## Work to do
A – In the passage on the Star Wars MMO, which game is credited with hiring an economist to run its economy?
B – Pull out the portion of the passage on the Star Wars MMO that begins at the words "How are you" and stops after "on player resurrection?".

## Source
** begin **

After I go through all the great stories and epic quests you'll have, then what?

Bioware makes single player RPGs better then anyone else. Those games have a beginning, a middle, and an end. With an MMO, you'll have a beginning, but we won't discern the other two parts unless something gets screwed up. MMOs are persistent worlds and players will chew through your content much faster then you will be able to produce new stuff, especially since you'll be creating separate content for each class. So when I run through all the content, what am I supposed to do then? What is going to keep me playing while I wait for the expansion pack? I guess what I am really asking is, what is your end game? Theoretically, you could try and just out pace the players and create content faster then we can experience it. If you can manage that, you go girl! If you try it that way, just realize that adding content isn't the same thing as lowering drop rates and lowering mob spawns so we have to go through the same instance or quest fifty times. Barring mass content or some alternative idea no one else has thought of then it's down to either raiding or PvP as your end game. If it's raiding tell me now so I can give notice at work, if it's PvP then how good is your hardware going to be?

How are you going to handle death in your MMO?

Death is fairly straight forward in a single player RPG. Hit reload, cuss a bunch, come up with a good excuse how it wasn't your fault. In SW:tOR I'll need you to either provide some mechanism that prevents me from being stupid or at least have the game provide me with some good excuses, "You have died. . .but it wasn't your fault. . .you lagged". The best way to have death mesh with story and immersion is, in my opinion, permanent death, but most MMOs can't really get away with that. Am I going to have to retrieve my body and items or take an experience penalty? Am I fully lootable, will I be ported to a far away bind point, or are you doing a timed skill or stat based penalty? How about resurrection, can those Metachlorians bring us back to life? Will you put restrictions or penalties on player resurrection?

What's the space travel going to be like at launch?

This isn't necessarily an MMO related question, it's more of a question about science fiction themed games, but a very important one nonetheless. Notice I asked what it would be like 'at launch' because every MMO player knows that even if you never plan on doing any space flight or combat that the actual answer will be, "we want to do it and we have some great ideas, but it probably won't make it to launch." So at launch will we see a simple loading screen, a short video when traversing between worlds, or will there be anything substantial? Ok you caught me, how long before I can fly the Millennium Falcon?

How much emphasis will the player run economy have?

I want the big dog, head cheese lightsaber. Am I making it myself, am I doing a quest for it, is someone else making it, or is Jabba the Hutt holding it for me? It's my opinion that a player run economy can never be complex enough. I always thought EVE had it covered not so much in practice but in deeming it important enough to hire an economist to run it. There's a bunch of different opinions on this subject. On one end you have people that think all equipment should be player made and there shouldn't even be merchant NPCs. On the other extreme there's people that think that player crafted items should exist merely as decoration. Where do you want your game to fall? Will you have auction houses? Will you have banks? Are they universal or local? Are resources universal or local? Will crafting stations all exist near the bank/auction house? On top of all of those questions, we have yet to cover bindable items. Will any of the higher end items be tradeable? Will items degrade or have durability and need to be repaired? Any plans to have unique items ACROSS a server (meaning one per server)? Will there be maker's marks, dyeable items, different qualities of items? Just on a personal note try to avoid what Anarchy Online did; instead of coming up with different names and graphics for the items. When I finally got an upgrade to my IEC Flashpoint Laser Rifle Quality:67 it was an IEC Flashpoint Laser Rifle Quality:95.

** end **

## Data lines
** begin **

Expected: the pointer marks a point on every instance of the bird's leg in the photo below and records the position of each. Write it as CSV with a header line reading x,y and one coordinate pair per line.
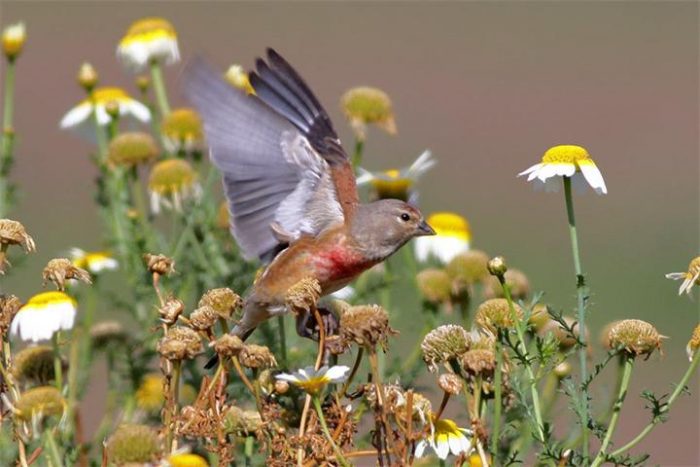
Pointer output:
x,y
308,328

** end **

## Full answers
A – EVE

B –
How are you going to handle death in your MMO?

Death is fairly straight forward in a single player RPG. Hit reload, cuss a bunch, come up with a good excuse how it wasn't your fault. In SW:tOR I'll need you to either provide some mechanism that prevents me from being stupid or at least have the game provide me with some good excuses, "You have died. . .but it wasn't your fault. . .you lagged". The best way to have death mesh with story and immersion is, in my opinion, permanent death, but most MMOs can't really get away with that. Am I going to have to retrieve my body and items or take an experience penalty? Am I fully lootable, will I be ported to a far away bind point, or are you doing a timed skill or stat based penalty? How about resurrection, can those Metachlorians bring us back to life? Will you put restrictions or penalties on player resurrection?